> **SUMBER**:
Selain permintaan maaf, band tersebut juga menghapus lagu Bayar Bayar Bayar dari platform streaming musik dan mengimbau masyarakat untuk menghapus video yang menggunakan lagu tersebut. "Dengan ini, saya mengimbau kepada semua pengguna platform media sosial yang telah memiliki lagu kami dengan judul Bayar Bayar Bayar agar menghapus dan menarik semua video yang menggunakan lagu kami karena apabila ada risiko di kemudian hari, sudah bukan tanggung jawab kami," ujar Alectroguy.
Wakil Ketua DPP PKB, Muhammad Aji Pratama, turut menyampaikan pendapatnya terkait penarikan lagu ini. Menurutnya, kritik dalam seni adalah hal yang wajar dan seharusnya ditanggapi dengan dialog, bukan tindakan yang membatasi kebebasan berekspresi.
"Kalau ada yang tidak setuju, seharusnya dibantah dengan argumen, bukan dihapus begitu saja. Jangan sampai ini dipandang sebagai bentuk pembungkaman," ujarnya. Ia juga menambahkan bahwa seni merupakan cerminan dari realitas sosial yang ada dan harusnya bisa menjadi bahan introspeksi bagi pemerintah.

> **Contoh pelabelan titik**:
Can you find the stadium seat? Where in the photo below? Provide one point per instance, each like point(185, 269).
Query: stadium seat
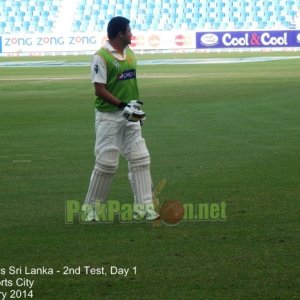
point(151, 14)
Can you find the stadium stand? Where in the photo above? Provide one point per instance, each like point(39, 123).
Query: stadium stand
point(29, 16)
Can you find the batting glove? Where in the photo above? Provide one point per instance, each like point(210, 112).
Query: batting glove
point(132, 112)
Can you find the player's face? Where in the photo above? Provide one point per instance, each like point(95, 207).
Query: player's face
point(127, 36)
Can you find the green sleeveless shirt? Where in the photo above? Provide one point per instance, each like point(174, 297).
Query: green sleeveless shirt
point(121, 79)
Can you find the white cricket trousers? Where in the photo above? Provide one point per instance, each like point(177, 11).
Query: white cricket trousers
point(114, 136)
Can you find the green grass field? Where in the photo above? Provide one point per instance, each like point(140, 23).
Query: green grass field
point(216, 132)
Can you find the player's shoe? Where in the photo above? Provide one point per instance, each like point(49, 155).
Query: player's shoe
point(148, 214)
point(139, 214)
point(151, 214)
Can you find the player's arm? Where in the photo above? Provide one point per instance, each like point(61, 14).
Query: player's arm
point(99, 79)
point(103, 93)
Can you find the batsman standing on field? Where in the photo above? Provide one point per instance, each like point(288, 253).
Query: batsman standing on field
point(118, 124)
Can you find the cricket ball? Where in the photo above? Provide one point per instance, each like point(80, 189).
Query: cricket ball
point(171, 212)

> **SOAL TUGAS 1**: Terjemahkan ke dalam bahasa Inggris kalimat dari teks tentang penarikan lagu Bayar Bayar Bayar berikut: "Wakil Ketua DPP PKB, Muhammad Aji Pratama, turut menyampaikan pendapatnya terkait penarikan lagu ini."
> **SOAL TUGAS 2**: Tuliskan kelanjutan teks tentang penarikan lagu Bayar Bayar Bayar, dimulai setelah kalimat terakhirnya.
Item-item tersebut tidak berperan sama sekali dalam hal ini.

> **HASIL TUGAS 1**: The Deputy Chair of DPP PKB, Muhammad Aji Pratama, also expressed his opinion regarding the withdrawal of this song.

> **HASIL TUGAS 2**:
Kasus ini juga memunculkan reaksi dari berbagai komunitas seni dan masyarakat luas yang mempertanyakan sejauh mana kebebasan berekspresi di Indonesia dapat benar-benar dijamin. Beberapa pengamat menilai bahwa langkah Sukatani untuk menarik lagu mereka mencerminkan adanya tekanan yang signifikan terhadap kebebasan berkesenian di tanah air. Keputusan ini juga mengundang perdebatan lebih lanjut tentang batasan kritik dalam seni dan bagaimana negara harus menyikapinya tanpa membungkam kreativitas.